>> Begin Reading text
ISLAMABAD: The Asian Development Bank (ADB) and the government on Friday inked a $38 million loan agreement of a multi-tranche financing facility (MFF) for improving the water, waste management and sanitation services in Sindh.

The total value of the agreement is $300 million, with the $38 million as its first tranche.

Economic Affairs Division (EAD) Secretary Farrukh Qayyum and ADB Country Director Rune Stroem signed the documents. Sindh Additional Secretary Nazar Meher was also present on the occasion.

Speaking on the occasion, Stroem said the ADB had approved funds of $1.5 billion for the year 2009, and had disbursed $1.87 billion during the last year. He said that according to the bank’s new policy, funds were released on the basis of performance.

“The investment will help the provincial government of Sindh cope with mounting challenges in providing basic urban services to an estimated 4 million residents of Sindh’s secondary cities over the next several years,” Stroem said.

“[The] ADB's support to secondary cities will improve the quality of life of urban citizens and help these urban centres unleash their full economic potential. We believe that revitalising Sindh’s small and medium-size towns is important to foster balanced urban and rural development,” he added.

The agreement would focus on institutional change and priority infrastructure for the northern Sindh cities of Sukkur, New Sukkur, Rohri, Khairpur, Shikarpur and Larkana.

The MFF is the ADB’s first comprehensive support for Sindh's secondary cities, which demonstrates a strategic and long-term commitment to Sindh’s urban development.

As Pakistan's second most populous province, Sindh faces rising population growth, a severe deficit of basic urban infrastructure and services, and growing urban poverty.

Direct benefit: “The programme aims at ensuring quality, continuity, reliability and coverage of basic urban services through improved utility management coupled with carefully targeted infrastructure investments, including funding for systems operations and maintenance,” the ADB country director said.
>> End Reading text
>> Begin Supplied records
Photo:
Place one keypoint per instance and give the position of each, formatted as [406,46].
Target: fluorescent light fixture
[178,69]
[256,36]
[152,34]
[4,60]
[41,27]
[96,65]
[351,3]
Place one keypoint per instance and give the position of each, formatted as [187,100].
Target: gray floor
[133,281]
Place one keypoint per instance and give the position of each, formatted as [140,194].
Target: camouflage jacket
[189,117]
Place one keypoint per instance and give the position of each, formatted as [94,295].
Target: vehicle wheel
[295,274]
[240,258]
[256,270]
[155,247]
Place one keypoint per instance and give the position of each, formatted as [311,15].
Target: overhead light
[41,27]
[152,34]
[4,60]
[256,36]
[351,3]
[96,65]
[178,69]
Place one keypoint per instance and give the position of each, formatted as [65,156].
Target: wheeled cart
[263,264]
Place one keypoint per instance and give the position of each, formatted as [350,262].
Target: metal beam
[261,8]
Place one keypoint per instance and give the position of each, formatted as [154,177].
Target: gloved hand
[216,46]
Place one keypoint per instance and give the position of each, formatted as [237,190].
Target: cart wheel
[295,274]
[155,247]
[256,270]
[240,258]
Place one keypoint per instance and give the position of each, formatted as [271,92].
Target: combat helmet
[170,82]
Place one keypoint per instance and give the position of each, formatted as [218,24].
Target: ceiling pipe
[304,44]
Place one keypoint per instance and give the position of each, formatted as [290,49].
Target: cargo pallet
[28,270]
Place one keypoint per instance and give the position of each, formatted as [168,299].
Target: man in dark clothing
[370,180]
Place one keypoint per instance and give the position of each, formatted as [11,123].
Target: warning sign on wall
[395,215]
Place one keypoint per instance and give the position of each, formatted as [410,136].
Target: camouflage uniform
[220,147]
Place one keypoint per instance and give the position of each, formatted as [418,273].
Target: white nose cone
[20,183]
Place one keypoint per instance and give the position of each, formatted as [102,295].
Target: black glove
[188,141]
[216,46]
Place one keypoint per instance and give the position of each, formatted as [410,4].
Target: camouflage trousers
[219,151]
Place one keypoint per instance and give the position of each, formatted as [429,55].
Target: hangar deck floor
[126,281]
>> End Supplied records
● **Task set**:
A. Quote the Sindh loan article in full, word for word.
B. Extract each line of the records that contains the string "floor". Matching is case-sensitive.
The Sindh loan article and the records have nothing to do with each other.

● **Per-task outputs**:
A.
ISLAMABAD: The Asian Development Bank (ADB) and the government on Friday inked a $38 million loan agreement of a multi-tranche financing facility (MFF) for improving the water, waste management and sanitation services in Sindh.

The total value of the agreement is $300 million, with the $38 million as its first tranche.

Economic Affairs Division (EAD) Secretary Farrukh Qayyum and ADB Country Director Rune Stroem signed the documents. Sindh Additional Secretary Nazar Meher was also present on the occasion.

Speaking on the occasion, Stroem said the ADB had approved funds of $1.5 billion for the year 2009, and had disbursed $1.87 billion during the last year. He said that according to the bank’s new policy, funds were released on the basis of performance.

“The investment will help the provincial government of Sindh cope with mounting challenges in providing basic urban services to an estimated 4 million residents of Sindh’s secondary cities over the next several years,” Stroem said.

“[The] ADB's support to secondary cities will improve the quality of life of urban citizens and help these urban centres unleash their full economic potential. We believe that revitalising Sindh’s small and medium-size towns is important to foster balanced urban and rural development,” he added.

The agreement would focus on institutional change and priority infrastructure for the northern Sindh cities of Sukkur, New Sukkur, Rohri, Khairpur, Shikarpur and Larkana.

The MFF is the ADB’s first comprehensive support for Sindh's secondary cities, which demonstrates a strategic and long-term commitment to Sindh’s urban development.

As Pakistan's second most populous province, Sindh faces rising population growth, a severe deficit of basic urban infrastructure and services, and growing urban poverty.

Direct benefit: “The programme aims at ensuring quality, continuity, reliability and coverage of basic urban services through improved utility management coupled with carefully targeted infrastructure investments, including funding for systems operations and maintenance,” the ADB country director said.

B.
Target: gray floor
Target: hangar deck floor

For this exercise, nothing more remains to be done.